> [PASSAGE SHOWN]
━━━━━━

Silver Nemesis’ conclusion is often lambasted as the Doctor uses the exact same strategy to defeat the Cybermen as he did the Daleks just two stories earlier. If anything though, this brings an element of much-needed consistency to the show (“Double Bluff. A speciality of mine...”) and, more importantly, to the Doctor’s character. He’s cunning. He’s ruthless. And just in the same way that he masterminded the destruction Skaro, he destroys the remnants of the Cyber race. If it works, then why would he not use the same tactic again? How often did the third Doctor reverse the polarity of the neutron flow? How often did the fourth Doctor ‘sonic’ his way out of an awkward situation? If it works...

━━━━━━

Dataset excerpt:
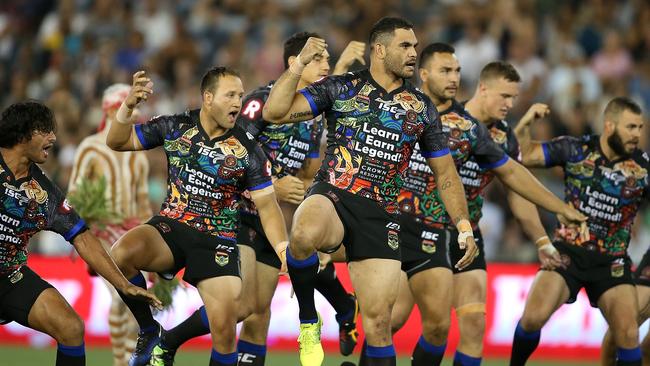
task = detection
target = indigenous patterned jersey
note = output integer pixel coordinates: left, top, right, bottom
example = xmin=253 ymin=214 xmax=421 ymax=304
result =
xmin=458 ymin=121 xmax=521 ymax=229
xmin=542 ymin=135 xmax=650 ymax=256
xmin=301 ymin=70 xmax=449 ymax=213
xmin=135 ymin=110 xmax=271 ymax=240
xmin=0 ymin=156 xmax=88 ymax=277
xmin=237 ymin=83 xmax=323 ymax=215
xmin=237 ymin=84 xmax=323 ymax=178
xmin=398 ymin=101 xmax=508 ymax=227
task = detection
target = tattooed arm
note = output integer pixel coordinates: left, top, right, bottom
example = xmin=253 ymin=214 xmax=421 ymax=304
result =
xmin=427 ymin=154 xmax=469 ymax=224
xmin=427 ymin=154 xmax=478 ymax=269
xmin=262 ymin=37 xmax=327 ymax=124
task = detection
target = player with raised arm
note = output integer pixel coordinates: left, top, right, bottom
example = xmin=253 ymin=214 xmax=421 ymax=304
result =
xmin=393 ymin=43 xmax=584 ymax=366
xmin=510 ymin=97 xmax=650 ymax=366
xmin=0 ymin=101 xmax=161 ymax=366
xmin=263 ymin=17 xmax=476 ymax=366
xmin=151 ymin=32 xmax=365 ymax=366
xmin=107 ymin=67 xmax=287 ymax=366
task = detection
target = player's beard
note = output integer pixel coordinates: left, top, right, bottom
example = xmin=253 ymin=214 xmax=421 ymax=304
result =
xmin=607 ymin=130 xmax=631 ymax=158
xmin=384 ymin=53 xmax=413 ymax=79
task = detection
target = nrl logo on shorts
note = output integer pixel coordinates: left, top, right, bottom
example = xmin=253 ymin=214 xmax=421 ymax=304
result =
xmin=388 ymin=230 xmax=399 ymax=250
xmin=156 ymin=222 xmax=172 ymax=233
xmin=610 ymin=258 xmax=625 ymax=278
xmin=214 ymin=251 xmax=230 ymax=267
xmin=422 ymin=240 xmax=436 ymax=254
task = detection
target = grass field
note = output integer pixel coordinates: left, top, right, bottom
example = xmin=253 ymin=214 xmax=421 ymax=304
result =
xmin=0 ymin=346 xmax=594 ymax=366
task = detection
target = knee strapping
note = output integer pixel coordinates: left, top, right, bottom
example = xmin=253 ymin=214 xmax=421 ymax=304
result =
xmin=456 ymin=302 xmax=487 ymax=318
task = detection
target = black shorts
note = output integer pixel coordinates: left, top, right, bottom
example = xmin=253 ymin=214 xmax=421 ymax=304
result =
xmin=553 ymin=241 xmax=634 ymax=307
xmin=0 ymin=266 xmax=53 ymax=326
xmin=449 ymin=228 xmax=487 ymax=274
xmin=147 ymin=216 xmax=240 ymax=286
xmin=237 ymin=213 xmax=282 ymax=269
xmin=307 ymin=182 xmax=401 ymax=262
xmin=399 ymin=214 xmax=451 ymax=278
xmin=634 ymin=250 xmax=650 ymax=287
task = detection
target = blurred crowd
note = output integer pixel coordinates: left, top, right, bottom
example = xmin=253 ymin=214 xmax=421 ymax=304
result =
xmin=0 ymin=0 xmax=650 ymax=261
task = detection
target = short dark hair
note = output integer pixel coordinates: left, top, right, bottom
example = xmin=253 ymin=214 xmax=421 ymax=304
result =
xmin=201 ymin=66 xmax=241 ymax=96
xmin=418 ymin=42 xmax=456 ymax=68
xmin=283 ymin=32 xmax=323 ymax=69
xmin=604 ymin=97 xmax=641 ymax=122
xmin=479 ymin=61 xmax=521 ymax=83
xmin=368 ymin=17 xmax=413 ymax=47
xmin=0 ymin=100 xmax=56 ymax=148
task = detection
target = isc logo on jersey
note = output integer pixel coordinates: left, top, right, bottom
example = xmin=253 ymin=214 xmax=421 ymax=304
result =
xmin=59 ymin=198 xmax=72 ymax=213
xmin=242 ymin=99 xmax=262 ymax=119
xmin=266 ymin=160 xmax=271 ymax=177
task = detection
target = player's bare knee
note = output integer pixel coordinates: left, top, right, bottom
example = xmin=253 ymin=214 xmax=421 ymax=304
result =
xmin=237 ymin=304 xmax=254 ymax=321
xmin=111 ymin=241 xmax=133 ymax=273
xmin=363 ymin=313 xmax=391 ymax=336
xmin=52 ymin=311 xmax=85 ymax=346
xmin=519 ymin=313 xmax=546 ymax=332
xmin=422 ymin=318 xmax=451 ymax=341
xmin=289 ymin=225 xmax=318 ymax=259
xmin=390 ymin=316 xmax=408 ymax=334
xmin=614 ymin=326 xmax=639 ymax=348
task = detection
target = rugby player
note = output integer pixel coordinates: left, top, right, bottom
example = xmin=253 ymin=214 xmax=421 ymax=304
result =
xmin=263 ymin=17 xmax=476 ymax=366
xmin=393 ymin=43 xmax=584 ymax=366
xmin=0 ymin=101 xmax=161 ymax=366
xmin=107 ymin=67 xmax=287 ymax=365
xmin=510 ymin=97 xmax=650 ymax=365
xmin=151 ymin=32 xmax=365 ymax=366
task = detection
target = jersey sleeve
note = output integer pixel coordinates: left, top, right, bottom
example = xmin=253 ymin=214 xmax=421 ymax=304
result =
xmin=542 ymin=136 xmax=582 ymax=167
xmin=307 ymin=115 xmax=323 ymax=159
xmin=246 ymin=143 xmax=273 ymax=191
xmin=236 ymin=92 xmax=268 ymax=138
xmin=299 ymin=76 xmax=347 ymax=116
xmin=419 ymin=96 xmax=449 ymax=158
xmin=506 ymin=127 xmax=521 ymax=162
xmin=473 ymin=121 xmax=510 ymax=170
xmin=48 ymin=184 xmax=88 ymax=243
xmin=135 ymin=116 xmax=175 ymax=150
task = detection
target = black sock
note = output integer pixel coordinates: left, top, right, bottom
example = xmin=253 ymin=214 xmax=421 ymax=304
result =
xmin=365 ymin=345 xmax=397 ymax=366
xmin=117 ymin=272 xmax=158 ymax=331
xmin=287 ymin=248 xmax=318 ymax=323
xmin=56 ymin=343 xmax=86 ymax=366
xmin=237 ymin=339 xmax=266 ymax=366
xmin=162 ymin=306 xmax=210 ymax=349
xmin=315 ymin=262 xmax=354 ymax=323
xmin=616 ymin=347 xmax=641 ymax=366
xmin=359 ymin=339 xmax=368 ymax=366
xmin=411 ymin=336 xmax=447 ymax=366
xmin=510 ymin=320 xmax=541 ymax=366
xmin=454 ymin=350 xmax=481 ymax=366
xmin=210 ymin=348 xmax=237 ymax=366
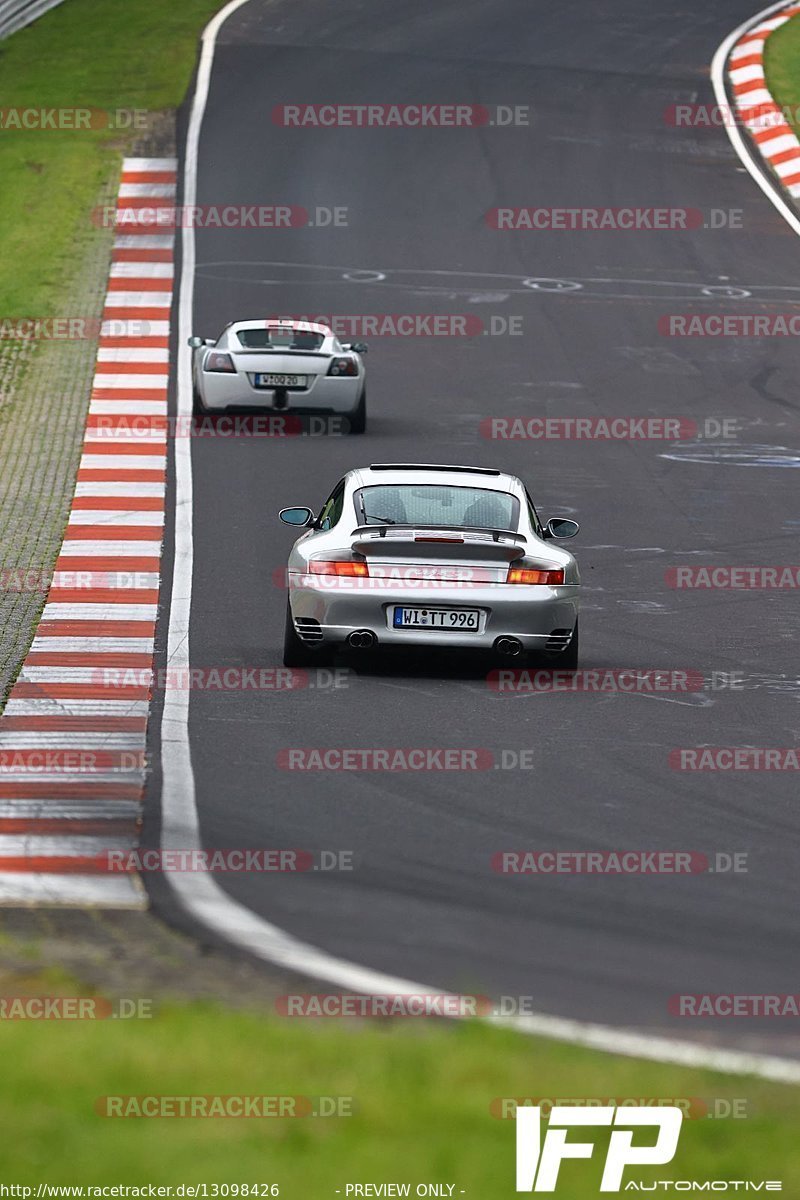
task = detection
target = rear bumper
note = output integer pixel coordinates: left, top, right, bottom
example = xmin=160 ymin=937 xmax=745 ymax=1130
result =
xmin=289 ymin=574 xmax=579 ymax=650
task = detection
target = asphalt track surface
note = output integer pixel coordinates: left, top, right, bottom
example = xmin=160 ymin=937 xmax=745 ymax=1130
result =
xmin=151 ymin=0 xmax=800 ymax=1054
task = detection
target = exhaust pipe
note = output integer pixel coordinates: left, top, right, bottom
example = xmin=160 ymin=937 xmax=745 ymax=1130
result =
xmin=348 ymin=629 xmax=378 ymax=650
xmin=494 ymin=637 xmax=522 ymax=659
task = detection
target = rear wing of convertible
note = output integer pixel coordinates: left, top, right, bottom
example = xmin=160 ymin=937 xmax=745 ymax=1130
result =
xmin=350 ymin=521 xmax=527 ymax=563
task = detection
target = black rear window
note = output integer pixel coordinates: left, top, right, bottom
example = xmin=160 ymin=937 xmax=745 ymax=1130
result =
xmin=236 ymin=328 xmax=325 ymax=354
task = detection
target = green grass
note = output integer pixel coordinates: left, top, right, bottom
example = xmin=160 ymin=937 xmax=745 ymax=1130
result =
xmin=764 ymin=17 xmax=800 ymax=134
xmin=0 ymin=0 xmax=218 ymax=317
xmin=0 ymin=988 xmax=800 ymax=1200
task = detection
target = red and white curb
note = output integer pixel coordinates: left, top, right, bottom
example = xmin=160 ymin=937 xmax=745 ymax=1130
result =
xmin=727 ymin=4 xmax=800 ymax=197
xmin=0 ymin=158 xmax=178 ymax=908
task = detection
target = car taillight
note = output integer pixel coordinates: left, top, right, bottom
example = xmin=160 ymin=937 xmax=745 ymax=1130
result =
xmin=327 ymin=359 xmax=359 ymax=376
xmin=308 ymin=558 xmax=369 ymax=580
xmin=203 ymin=350 xmax=236 ymax=373
xmin=506 ymin=566 xmax=564 ymax=587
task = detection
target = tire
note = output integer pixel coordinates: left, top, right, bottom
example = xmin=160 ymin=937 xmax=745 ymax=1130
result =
xmin=348 ymin=388 xmax=367 ymax=433
xmin=192 ymin=384 xmax=207 ymax=416
xmin=283 ymin=600 xmax=323 ymax=667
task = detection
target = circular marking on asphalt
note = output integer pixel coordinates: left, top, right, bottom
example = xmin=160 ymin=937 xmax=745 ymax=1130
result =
xmin=658 ymin=442 xmax=800 ymax=467
xmin=700 ymin=284 xmax=752 ymax=300
xmin=522 ymin=278 xmax=583 ymax=292
xmin=342 ymin=271 xmax=386 ymax=283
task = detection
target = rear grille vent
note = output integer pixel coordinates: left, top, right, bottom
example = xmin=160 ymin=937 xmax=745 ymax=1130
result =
xmin=294 ymin=617 xmax=323 ymax=646
xmin=545 ymin=629 xmax=572 ymax=652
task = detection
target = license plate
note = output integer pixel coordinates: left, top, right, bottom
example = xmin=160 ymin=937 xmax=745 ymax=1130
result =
xmin=392 ymin=606 xmax=481 ymax=634
xmin=255 ymin=372 xmax=308 ymax=388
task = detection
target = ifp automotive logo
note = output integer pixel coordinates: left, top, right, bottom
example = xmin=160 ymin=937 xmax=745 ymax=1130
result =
xmin=517 ymin=1104 xmax=783 ymax=1194
xmin=517 ymin=1104 xmax=684 ymax=1192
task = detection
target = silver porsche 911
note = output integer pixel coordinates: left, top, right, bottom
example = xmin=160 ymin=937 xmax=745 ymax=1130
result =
xmin=188 ymin=320 xmax=367 ymax=433
xmin=281 ymin=463 xmax=581 ymax=670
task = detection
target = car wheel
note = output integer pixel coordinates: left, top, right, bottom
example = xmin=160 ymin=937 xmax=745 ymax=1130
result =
xmin=283 ymin=600 xmax=323 ymax=667
xmin=192 ymin=384 xmax=207 ymax=416
xmin=348 ymin=388 xmax=367 ymax=433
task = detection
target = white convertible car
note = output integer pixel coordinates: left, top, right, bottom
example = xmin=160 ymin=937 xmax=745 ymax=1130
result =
xmin=281 ymin=463 xmax=581 ymax=670
xmin=188 ymin=320 xmax=367 ymax=433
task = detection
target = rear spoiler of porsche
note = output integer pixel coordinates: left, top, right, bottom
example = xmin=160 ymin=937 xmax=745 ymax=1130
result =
xmin=350 ymin=521 xmax=525 ymax=563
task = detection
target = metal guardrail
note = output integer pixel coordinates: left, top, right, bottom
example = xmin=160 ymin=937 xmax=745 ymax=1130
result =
xmin=0 ymin=0 xmax=62 ymax=38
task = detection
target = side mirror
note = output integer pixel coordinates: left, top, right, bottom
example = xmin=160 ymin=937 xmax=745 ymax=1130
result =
xmin=278 ymin=508 xmax=314 ymax=526
xmin=545 ymin=517 xmax=581 ymax=538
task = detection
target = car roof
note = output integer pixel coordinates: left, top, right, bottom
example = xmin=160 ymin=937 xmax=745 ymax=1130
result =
xmin=228 ymin=317 xmax=333 ymax=337
xmin=348 ymin=462 xmax=522 ymax=492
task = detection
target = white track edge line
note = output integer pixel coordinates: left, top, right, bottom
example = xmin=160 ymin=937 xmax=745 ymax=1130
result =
xmin=154 ymin=0 xmax=800 ymax=1084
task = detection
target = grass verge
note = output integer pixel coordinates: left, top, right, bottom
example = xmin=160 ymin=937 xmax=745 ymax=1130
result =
xmin=0 ymin=0 xmax=218 ymax=316
xmin=0 ymin=965 xmax=800 ymax=1200
xmin=764 ymin=17 xmax=800 ymax=137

━━━━━━

> [WORK TO DO]
Repeat the Silver Nemesis passage between "Silver Nemesis’ conclusion" and "If it works...", inclusive, replacing "ruthless" with "relentless".

> [FINAL RESULT]
Silver Nemesis’ conclusion is often lambasted as the Doctor uses the exact same strategy to defeat the Cybermen as he did the Daleks just two stories earlier. If anything though, this brings an element of much-needed consistency to the show (“Double Bluff. A speciality of mine...”) and, more importantly, to the Doctor’s character. He’s cunning. He’s relentless. And just in the same way that he masterminded the destruction Skaro, he destroys the remnants of the Cyber race. If it works, then why would he not use the same tactic again? How often did the third Doctor reverse the polarity of the neutron flow? How often did the fourth Doctor ‘sonic’ his way out of an awkward situation? If it works...